↓↓↓
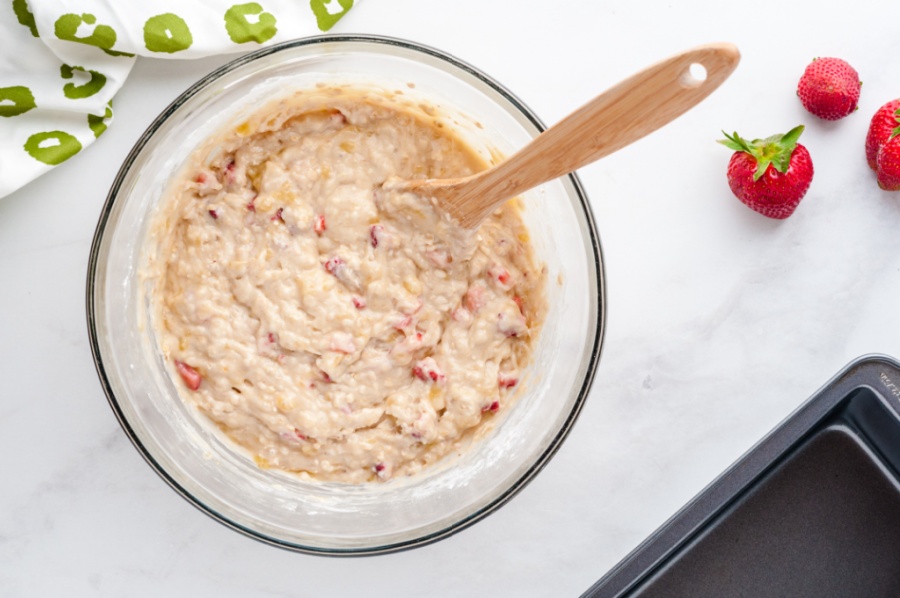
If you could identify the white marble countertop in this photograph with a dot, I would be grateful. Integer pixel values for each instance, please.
(721, 322)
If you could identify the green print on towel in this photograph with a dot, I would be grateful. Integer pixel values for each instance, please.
(85, 90)
(16, 100)
(52, 147)
(167, 33)
(248, 23)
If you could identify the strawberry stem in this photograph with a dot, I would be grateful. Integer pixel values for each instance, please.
(775, 150)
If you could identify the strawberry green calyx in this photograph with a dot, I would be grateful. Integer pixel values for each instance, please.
(775, 150)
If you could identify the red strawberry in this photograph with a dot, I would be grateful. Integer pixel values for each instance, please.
(769, 175)
(883, 124)
(888, 163)
(829, 88)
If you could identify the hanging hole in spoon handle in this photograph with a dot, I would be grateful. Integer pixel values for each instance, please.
(618, 117)
(694, 76)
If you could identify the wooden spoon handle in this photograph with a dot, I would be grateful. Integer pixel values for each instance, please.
(621, 115)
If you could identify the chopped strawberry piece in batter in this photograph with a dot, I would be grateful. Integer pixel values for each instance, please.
(427, 369)
(189, 375)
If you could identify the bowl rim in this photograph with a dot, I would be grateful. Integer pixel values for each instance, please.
(94, 262)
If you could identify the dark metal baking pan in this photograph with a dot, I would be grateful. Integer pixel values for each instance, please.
(812, 510)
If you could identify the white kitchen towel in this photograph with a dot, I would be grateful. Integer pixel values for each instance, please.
(62, 61)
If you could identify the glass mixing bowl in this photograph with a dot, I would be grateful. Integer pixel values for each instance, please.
(330, 518)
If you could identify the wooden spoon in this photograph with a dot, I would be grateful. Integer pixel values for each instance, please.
(616, 118)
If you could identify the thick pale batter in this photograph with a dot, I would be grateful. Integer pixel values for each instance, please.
(329, 326)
↑↑↑
Work instructions
Once the pictures are set aside, transcribe the remaining lines above exactly.

Finished exercise
If you could identify the white marble countertop in this photograph with a dot, I would be grateful. Integer pixel values for each instance, please.
(721, 322)
If you could identify the green print on towel in this photograph with a dot, I would be grateful. Integer pixel values for each instance, please.
(85, 90)
(16, 100)
(52, 147)
(167, 33)
(248, 23)
If you could identify the strawberry stem in this photograph with a dot, I would be grateful. Integer pixel values for each instance, please.
(775, 150)
If you could identify the strawberry green calyx in this photograph with a dot, I would be grateful. Integer pixel values for each instance, please.
(775, 150)
If you could identify the red strawberry in this photograph with a dot, I would be grateful. Integer pixel values for each instance, please.
(769, 175)
(883, 124)
(888, 163)
(829, 88)
If you could identify the hanging hole in spoon handle in this photograph with a dot, I would be grateful. Integer pixel values for each instance, please.
(618, 117)
(694, 76)
If you could identify the wooden spoon handle in this photograph with a dot, I would be grateful. Integer pixel values for each instance, please.
(621, 115)
If you could identify the chopped strawberry piece in batter in this photograph with a dot, I would be grateful. Integer pixel values for each instance, please.
(427, 369)
(189, 375)
If you could identify the bowl rim in this photograph with a dot, I would be grateful. Integer pixel values for each instance, please.
(94, 262)
If you could identify the dark metal baking pan in this photograph with a dot, I would be grateful. Integer pixel values for each instance, please.
(812, 510)
If you could identify the white kitchen towel in this photograph with a dot, I would be grateful. Integer pixel values for each instance, please.
(62, 61)
If you could identify the glass mixing bowl in this photograph with a dot, I would be grateful. Integer pixel values for each instance, please.
(330, 518)
If you could identify the wooden spoon in this photograph with a dot, I would be grateful. Integer pixel values for each instance, please.
(616, 118)
If you could identify the thick pale batter in this photograph with a dot, I would be grateful. Integer pixel values for each instance, please.
(329, 326)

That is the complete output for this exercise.